**WORK TO DO**
Please rewrite all the items below as a JSON list of strings, with one string per line and blank lines omitted. Leave the pictures out of the answer.

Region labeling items

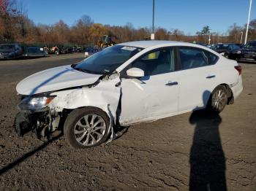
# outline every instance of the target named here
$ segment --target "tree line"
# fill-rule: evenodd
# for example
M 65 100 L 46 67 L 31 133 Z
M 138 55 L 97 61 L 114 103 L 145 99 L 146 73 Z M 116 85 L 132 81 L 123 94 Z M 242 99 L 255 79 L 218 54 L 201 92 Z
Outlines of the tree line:
M 149 39 L 151 28 L 136 28 L 132 23 L 123 26 L 94 23 L 89 15 L 83 15 L 75 23 L 69 26 L 60 20 L 53 25 L 36 25 L 26 15 L 23 6 L 15 0 L 0 0 L 0 42 L 18 42 L 28 44 L 76 44 L 93 45 L 102 35 L 111 35 L 116 42 Z M 234 23 L 225 35 L 211 31 L 211 43 L 244 42 L 246 25 L 239 26 Z M 208 44 L 210 28 L 206 26 L 194 36 L 185 35 L 178 29 L 167 30 L 158 27 L 155 39 L 183 42 L 200 42 Z M 256 19 L 249 26 L 248 41 L 256 39 Z

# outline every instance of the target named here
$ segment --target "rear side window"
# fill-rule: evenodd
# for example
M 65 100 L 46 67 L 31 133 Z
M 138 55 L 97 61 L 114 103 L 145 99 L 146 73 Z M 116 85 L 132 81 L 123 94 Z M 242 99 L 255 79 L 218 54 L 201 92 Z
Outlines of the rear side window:
M 181 70 L 213 65 L 218 60 L 214 54 L 200 48 L 180 47 L 178 52 L 180 58 L 178 68 Z

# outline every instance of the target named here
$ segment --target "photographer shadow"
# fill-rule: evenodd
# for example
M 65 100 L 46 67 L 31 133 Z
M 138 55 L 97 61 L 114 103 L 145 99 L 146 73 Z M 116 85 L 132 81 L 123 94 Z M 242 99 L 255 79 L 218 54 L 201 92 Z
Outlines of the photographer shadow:
M 195 111 L 189 122 L 196 125 L 190 149 L 189 190 L 227 190 L 225 158 L 219 131 L 222 117 L 205 110 Z

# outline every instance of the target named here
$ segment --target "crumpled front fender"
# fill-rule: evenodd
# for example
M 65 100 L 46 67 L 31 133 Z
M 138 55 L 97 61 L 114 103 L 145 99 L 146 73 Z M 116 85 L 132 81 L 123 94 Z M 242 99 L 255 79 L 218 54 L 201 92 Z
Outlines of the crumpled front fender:
M 121 88 L 119 77 L 102 80 L 94 87 L 83 87 L 51 93 L 56 97 L 48 105 L 50 109 L 61 112 L 64 109 L 75 109 L 85 106 L 97 107 L 103 110 L 110 118 L 110 130 L 113 136 L 113 125 L 116 121 Z

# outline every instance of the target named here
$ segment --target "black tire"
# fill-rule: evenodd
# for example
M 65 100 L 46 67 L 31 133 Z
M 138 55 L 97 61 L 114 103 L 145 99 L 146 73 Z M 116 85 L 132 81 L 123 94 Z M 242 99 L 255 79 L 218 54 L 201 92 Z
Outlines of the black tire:
M 223 111 L 227 103 L 227 89 L 223 85 L 219 85 L 211 93 L 206 109 L 211 113 L 219 114 Z
M 82 144 L 82 142 L 78 142 L 77 141 L 78 139 L 80 139 L 83 136 L 83 134 L 80 137 L 78 137 L 78 138 L 76 137 L 78 134 L 75 135 L 75 131 L 76 130 L 78 127 L 81 128 L 80 125 L 77 125 L 77 123 L 79 122 L 81 122 L 81 120 L 83 120 L 82 118 L 83 117 L 88 116 L 88 115 L 94 115 L 94 114 L 99 116 L 99 117 L 101 117 L 102 119 L 103 119 L 105 124 L 105 130 L 104 131 L 105 133 L 104 132 L 102 133 L 102 137 L 100 138 L 101 139 L 99 139 L 99 141 L 96 140 L 97 141 L 96 143 L 91 145 L 83 145 Z M 92 120 L 91 118 L 91 120 Z M 70 114 L 69 114 L 68 117 L 67 117 L 64 123 L 64 133 L 68 142 L 69 143 L 69 144 L 74 148 L 86 149 L 86 148 L 93 147 L 98 146 L 107 141 L 108 136 L 108 132 L 109 129 L 109 124 L 110 124 L 110 120 L 109 120 L 108 116 L 105 112 L 104 112 L 102 110 L 99 109 L 94 108 L 94 107 L 86 107 L 86 108 L 81 108 L 81 109 L 76 109 L 73 110 Z M 84 124 L 83 124 L 83 125 L 86 126 L 86 125 Z M 88 128 L 83 127 L 82 128 L 83 129 L 82 129 L 81 130 L 86 130 L 87 132 L 86 129 Z M 91 133 L 94 134 L 95 131 L 93 131 L 93 130 L 95 130 L 95 129 L 94 128 L 92 128 L 92 127 L 91 127 L 91 129 L 90 130 L 91 130 L 92 132 L 84 133 L 83 131 L 83 133 L 87 133 L 87 134 L 85 134 L 86 136 L 83 136 L 83 137 L 86 139 L 85 141 L 83 142 L 86 142 L 87 136 L 89 137 L 89 139 L 91 139 L 91 140 L 92 139 L 91 139 L 92 137 L 91 136 Z M 84 139 L 82 139 L 80 141 L 84 141 Z M 91 141 L 91 142 L 93 143 L 93 141 Z

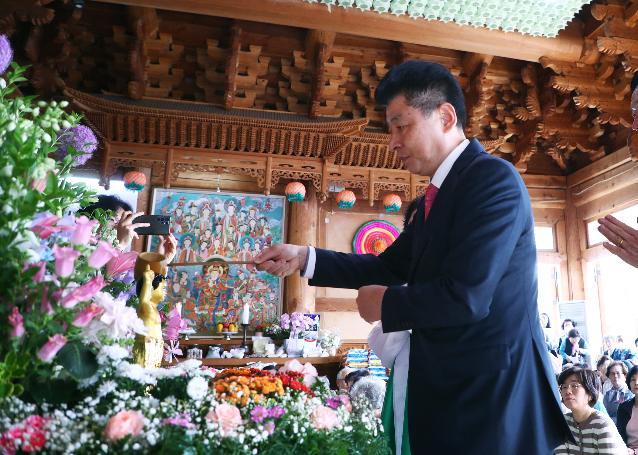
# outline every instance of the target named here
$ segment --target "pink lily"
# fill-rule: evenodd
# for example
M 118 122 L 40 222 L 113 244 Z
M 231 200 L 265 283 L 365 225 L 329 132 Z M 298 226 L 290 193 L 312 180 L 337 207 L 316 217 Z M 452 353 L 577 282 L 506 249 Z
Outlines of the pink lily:
M 62 306 L 64 308 L 73 308 L 80 302 L 88 301 L 105 285 L 107 284 L 104 282 L 103 277 L 94 277 L 86 284 L 76 287 L 63 297 Z
M 44 314 L 46 313 L 47 315 L 50 316 L 56 310 L 53 309 L 53 307 L 51 306 L 51 302 L 48 301 L 47 298 L 47 294 L 48 292 L 48 287 L 45 286 L 43 288 L 42 291 L 42 301 L 40 302 L 40 313 Z
M 77 233 L 75 233 L 77 235 Z M 89 267 L 100 268 L 114 257 L 117 257 L 119 252 L 106 242 L 100 240 L 98 247 L 91 254 L 87 263 Z
M 65 344 L 66 344 L 66 337 L 59 333 L 49 336 L 48 341 L 38 351 L 38 357 L 43 362 L 50 362 L 57 354 L 57 351 Z
M 94 317 L 103 312 L 104 308 L 98 307 L 98 304 L 93 302 L 78 313 L 71 323 L 76 327 L 85 327 Z
M 14 307 L 11 314 L 9 315 L 9 324 L 13 328 L 9 331 L 9 336 L 12 337 L 22 336 L 24 333 L 24 326 L 22 324 L 22 315 L 18 311 L 18 307 Z
M 86 245 L 93 235 L 93 227 L 98 226 L 97 220 L 89 220 L 85 215 L 75 219 L 77 226 L 75 235 L 73 236 L 73 245 Z
M 107 268 L 104 273 L 105 279 L 110 281 L 120 273 L 128 271 L 135 267 L 137 255 L 137 251 L 119 253 L 117 257 L 114 257 L 107 263 Z
M 81 255 L 73 247 L 59 247 L 53 245 L 53 257 L 56 258 L 56 273 L 58 276 L 66 278 L 73 271 L 75 259 Z

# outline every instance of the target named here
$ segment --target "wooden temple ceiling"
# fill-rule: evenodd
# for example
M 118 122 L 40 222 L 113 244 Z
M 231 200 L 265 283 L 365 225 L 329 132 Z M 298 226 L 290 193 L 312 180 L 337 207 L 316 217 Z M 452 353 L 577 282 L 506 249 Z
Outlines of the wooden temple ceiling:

**RESULT OF THE TASK**
[
  "# outline every instance of the target named here",
  "$ segment --target \"tree line\"",
  "# fill-rule: evenodd",
  "# for example",
  "M 65 100 L 46 67 L 31 133 Z",
  "M 138 55 L 97 61 L 114 103 L 145 99 L 146 73 Z M 116 85 L 132 81 L 123 94 Z M 242 99 L 255 79 L 218 54 L 201 92 Z",
  "Outlines of the tree line:",
  "M 149 39 L 151 28 L 136 28 L 132 23 L 123 26 L 94 23 L 89 15 L 83 15 L 75 23 L 69 26 L 60 20 L 53 25 L 36 25 L 26 15 L 23 6 L 15 0 L 0 0 L 0 42 L 18 42 L 28 44 L 76 44 L 93 45 L 102 35 L 111 35 L 116 42 Z M 234 23 L 225 35 L 211 31 L 211 43 L 244 42 L 246 25 L 239 26 Z M 208 44 L 210 28 L 206 26 L 194 36 L 185 35 L 178 29 L 167 30 L 158 27 L 155 39 L 183 42 L 200 42 Z M 256 19 L 249 26 L 248 41 L 256 39 Z",
  "# outline every instance of the target named here",
  "$ segment --target \"rear side window\"",
  "# fill-rule: evenodd",
  "# for example",
  "M 65 100 L 46 67 L 31 133 Z",
  "M 138 55 L 97 61 L 114 103 L 145 99 L 146 73 Z M 116 85 L 132 81 L 123 94 Z M 242 99 L 255 79 L 218 54 L 201 92 Z",
  "Outlines of the rear side window:",
  "M 181 70 L 213 65 L 218 60 L 214 54 L 200 48 L 180 47 L 178 52 L 180 58 L 178 68 Z",
  "# outline every instance of the target named here",
  "$ segment --target \"photographer shadow\"",
  "# fill-rule: evenodd",
  "# for example",
  "M 65 100 L 46 67 L 31 133 Z",
  "M 138 55 L 97 61 L 114 103 L 145 99 L 146 73 Z M 116 85 L 132 81 L 123 94 Z M 242 99 L 255 79 L 218 54 L 201 92 Z",
  "Outlines of the photographer shadow:",
  "M 195 111 L 189 122 L 196 125 L 190 149 L 189 190 L 227 190 L 225 158 L 219 131 L 222 117 L 205 110 Z",
  "# outline every instance of the target named here",
  "$ segment --target \"crumpled front fender\"",
  "# fill-rule: evenodd",
  "# for example",
  "M 65 100 L 46 67 L 31 133 Z",
  "M 138 55 L 97 61 L 114 103 L 145 99 L 146 73 Z M 116 85 L 132 81 L 123 94 Z M 242 99 L 255 79 L 218 54 L 201 92 Z",
  "Outlines of the crumpled front fender:",
  "M 121 88 L 119 77 L 102 80 L 94 87 L 83 87 L 51 93 L 56 97 L 48 105 L 50 109 L 61 112 L 64 109 L 75 109 L 85 106 L 97 107 L 103 110 L 110 118 L 110 130 L 113 136 L 113 125 L 116 121 Z",
  "# outline every instance of the target named here",
  "$ segment --target \"black tire\"",
  "# fill-rule: evenodd",
  "# for example",
  "M 65 100 L 46 67 L 31 133 Z",
  "M 138 55 L 97 61 L 114 103 L 145 99 L 146 73 Z M 116 85 L 132 81 L 123 94 Z M 242 99 L 255 79 L 218 54 L 201 92 Z",
  "Outlines of the black tire:",
  "M 223 111 L 227 103 L 227 89 L 223 85 L 219 85 L 211 93 L 206 109 L 211 113 L 219 114 Z",
  "M 82 144 L 82 142 L 78 142 L 77 141 L 78 139 L 80 139 L 83 136 L 83 134 L 80 137 L 78 137 L 78 138 L 76 137 L 78 134 L 75 135 L 75 131 L 76 130 L 78 127 L 81 128 L 80 125 L 77 125 L 77 123 L 79 122 L 81 122 L 81 120 L 83 120 L 82 118 L 83 117 L 88 116 L 88 115 L 94 115 L 94 114 L 99 116 L 99 117 L 101 117 L 102 119 L 103 119 L 105 124 L 105 130 L 104 131 L 105 133 L 104 132 L 102 133 L 102 137 L 100 138 L 101 139 L 99 139 L 99 141 L 96 140 L 97 141 L 96 143 L 91 145 L 83 145 Z M 92 120 L 91 118 L 91 120 Z M 70 114 L 69 114 L 68 117 L 67 117 L 64 123 L 64 133 L 68 142 L 69 143 L 69 144 L 74 148 L 86 149 L 86 148 L 93 147 L 98 146 L 107 141 L 108 136 L 108 132 L 109 129 L 109 124 L 110 124 L 110 120 L 109 120 L 108 116 L 105 112 L 104 112 L 102 110 L 99 109 L 94 108 L 94 107 L 86 107 L 86 108 L 81 108 L 81 109 L 76 109 L 73 110 Z M 84 124 L 83 124 L 83 125 L 86 126 L 86 125 Z M 88 128 L 83 127 L 82 128 L 83 129 L 82 129 L 81 130 L 86 130 L 87 132 L 86 129 Z M 91 133 L 94 134 L 95 131 L 93 131 L 93 130 L 95 130 L 95 129 L 94 128 L 92 128 L 92 127 L 91 127 L 91 129 L 90 130 L 91 130 L 92 132 L 84 133 L 83 131 L 83 133 L 87 133 L 87 134 L 85 134 L 86 136 L 83 136 L 83 137 L 86 139 L 85 141 L 83 142 L 86 142 L 87 136 L 89 137 L 89 139 L 91 139 L 91 140 L 92 139 L 91 139 L 92 137 L 91 136 Z M 84 139 L 82 139 L 80 141 L 84 141 Z M 91 141 L 91 142 L 93 143 L 93 141 Z",
  "# outline every instance of the target named here",
  "$ segment --target \"pink lily\"",
  "# fill-rule: evenodd",
  "# for example",
  "M 118 122 L 40 222 L 113 244 Z",
  "M 231 200 L 265 283 L 365 225 L 329 132 Z M 298 226 L 290 193 L 312 180 L 337 207 L 316 217 Z M 452 353 L 577 282 L 506 249 Z",
  "Outlines of the pink lily:",
  "M 62 306 L 64 308 L 73 308 L 80 302 L 88 301 L 105 285 L 107 284 L 104 282 L 103 277 L 94 277 L 86 284 L 76 287 L 63 297 Z",
  "M 44 314 L 46 313 L 47 315 L 50 316 L 56 310 L 53 309 L 53 307 L 51 306 L 51 302 L 48 301 L 47 298 L 47 294 L 48 292 L 48 287 L 45 286 L 43 288 L 42 291 L 42 301 L 40 302 L 40 313 Z",
  "M 77 233 L 75 233 L 77 235 Z M 89 267 L 100 268 L 114 257 L 117 257 L 119 252 L 106 242 L 100 240 L 98 247 L 91 254 L 87 263 Z",
  "M 65 344 L 66 344 L 66 337 L 59 333 L 49 336 L 48 341 L 38 351 L 38 357 L 43 362 L 50 362 L 57 354 L 57 351 Z",
  "M 94 317 L 103 312 L 104 308 L 98 307 L 98 304 L 93 302 L 78 313 L 71 323 L 76 327 L 85 327 Z",
  "M 14 307 L 11 314 L 9 315 L 9 324 L 13 328 L 9 331 L 9 336 L 12 337 L 22 336 L 24 333 L 24 326 L 22 324 L 22 315 L 18 311 L 18 307 Z",
  "M 86 245 L 93 235 L 93 227 L 98 226 L 97 220 L 89 220 L 85 215 L 75 219 L 77 226 L 75 235 L 73 236 L 73 245 Z",
  "M 107 268 L 104 273 L 105 279 L 110 281 L 120 273 L 128 271 L 135 267 L 137 255 L 137 251 L 119 253 L 117 257 L 114 257 L 107 263 Z",
  "M 81 255 L 73 247 L 59 247 L 53 245 L 53 257 L 56 258 L 56 273 L 58 276 L 66 278 L 73 271 L 75 259 Z",
  "# outline every instance of the target named here",
  "$ segment --target \"wooden temple ceiling\"",
  "# fill-rule: evenodd",
  "# for example",
  "M 118 122 L 40 222 L 113 244 Z",
  "M 231 200 L 265 283 L 365 225 L 329 132 Z M 298 226 L 290 193 L 312 180 L 337 207 L 316 217 Z M 452 353 L 577 282 L 506 249 Z",
  "Outlines of the wooden temple ceiling:"
]